LAVORO RICHIESTO:
Per favore, elenca tutte le persone nominate nel testo mostrato qui sotto, una per riga e con il nome come compare nel testo.

TESTO MOSTRATO:
========

Aleksander Malinowskij alias Aleksander Bogdanov (1873-1928) fu all’inizio populista, ma aderì convintamente alla componente bolscevica del partito socialdemocratico russo, pur con una sua specifica eresia: in quanto seguace di Ernst Mach1 e dunque ecclettico, per questo eretico. Studiò medicina e la sua teoria universale dell’organizzazione pervenne a risultati fondamentali, prossimi a quelli della cibernetica di Norbert Wiener o alla teoria dei sistemi di Ludwig von Bertalanffy, proprio sulla base di nozioni fisiologiche.

Pavel Florenskij (1882-1937) teologo e sacerdote, seguì invece l’Ortodossia, pur con le sue personali aperture, essendo stato matematico, ingegnere, naturalista: mistico, ma aperto alla sapienza del mondo, alla tecnica ha auspicato, scontrandosi anche con le autorità ecclesiastiche, ampie riforme sociali, incruente2 e ricomprese all’interno di un umanesimo a cui stava dando lentamente corpo: con la sua antropodicea in una funzione escatologica e nel contempo ecumenica.

========

DATI FORNITI:
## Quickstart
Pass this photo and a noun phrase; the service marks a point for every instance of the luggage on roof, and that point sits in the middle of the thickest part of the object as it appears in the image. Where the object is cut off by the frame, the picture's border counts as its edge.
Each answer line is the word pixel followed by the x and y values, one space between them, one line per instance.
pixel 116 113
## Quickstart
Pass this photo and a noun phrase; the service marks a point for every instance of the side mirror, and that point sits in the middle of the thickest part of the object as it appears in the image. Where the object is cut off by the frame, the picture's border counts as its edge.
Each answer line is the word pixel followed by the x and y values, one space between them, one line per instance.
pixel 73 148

========

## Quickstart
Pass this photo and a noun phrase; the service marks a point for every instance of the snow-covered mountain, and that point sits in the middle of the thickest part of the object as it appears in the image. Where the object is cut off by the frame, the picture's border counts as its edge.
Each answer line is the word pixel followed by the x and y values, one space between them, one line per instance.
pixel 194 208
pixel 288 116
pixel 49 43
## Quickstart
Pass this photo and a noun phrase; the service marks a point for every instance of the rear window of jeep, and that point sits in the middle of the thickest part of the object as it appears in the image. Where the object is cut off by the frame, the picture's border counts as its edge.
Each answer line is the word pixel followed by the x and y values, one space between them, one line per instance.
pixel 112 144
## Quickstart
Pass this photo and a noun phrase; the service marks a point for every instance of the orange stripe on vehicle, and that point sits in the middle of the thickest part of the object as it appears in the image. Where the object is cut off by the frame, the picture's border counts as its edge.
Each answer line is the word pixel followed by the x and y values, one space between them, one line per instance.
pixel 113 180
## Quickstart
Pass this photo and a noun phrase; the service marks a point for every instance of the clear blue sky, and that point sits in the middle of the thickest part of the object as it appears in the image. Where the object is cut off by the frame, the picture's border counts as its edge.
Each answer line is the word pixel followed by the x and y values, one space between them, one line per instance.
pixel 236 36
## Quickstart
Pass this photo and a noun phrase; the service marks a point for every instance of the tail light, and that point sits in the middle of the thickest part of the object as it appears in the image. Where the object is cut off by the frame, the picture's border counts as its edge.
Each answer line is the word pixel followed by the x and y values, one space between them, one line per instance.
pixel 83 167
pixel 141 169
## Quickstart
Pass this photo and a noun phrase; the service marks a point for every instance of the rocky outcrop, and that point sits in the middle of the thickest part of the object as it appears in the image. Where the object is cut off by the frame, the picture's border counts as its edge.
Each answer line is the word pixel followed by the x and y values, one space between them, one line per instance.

========

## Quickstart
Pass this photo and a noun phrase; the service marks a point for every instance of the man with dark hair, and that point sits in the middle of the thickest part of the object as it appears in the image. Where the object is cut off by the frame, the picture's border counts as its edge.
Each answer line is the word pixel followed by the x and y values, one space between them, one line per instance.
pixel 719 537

========

SPAZIO RISPOSTA:
Aleksander Malinowskij, alias Aleksander Bogdanov
Ernst Mach
Norbert Wiener
Ludwig von Bertalanffy
Pavel Florenskij